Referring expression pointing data
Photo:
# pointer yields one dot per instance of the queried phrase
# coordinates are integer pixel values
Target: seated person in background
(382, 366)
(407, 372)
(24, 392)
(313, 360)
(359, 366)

◆ **EXERCISE**: Could you give the data again, word for word?

◆ **FINISHED TASK**:
Photo:
# pointer yields one dot per instance of the queried phrase
# coordinates are integer pixel values
Target: seated person in background
(382, 366)
(407, 372)
(24, 392)
(313, 360)
(359, 366)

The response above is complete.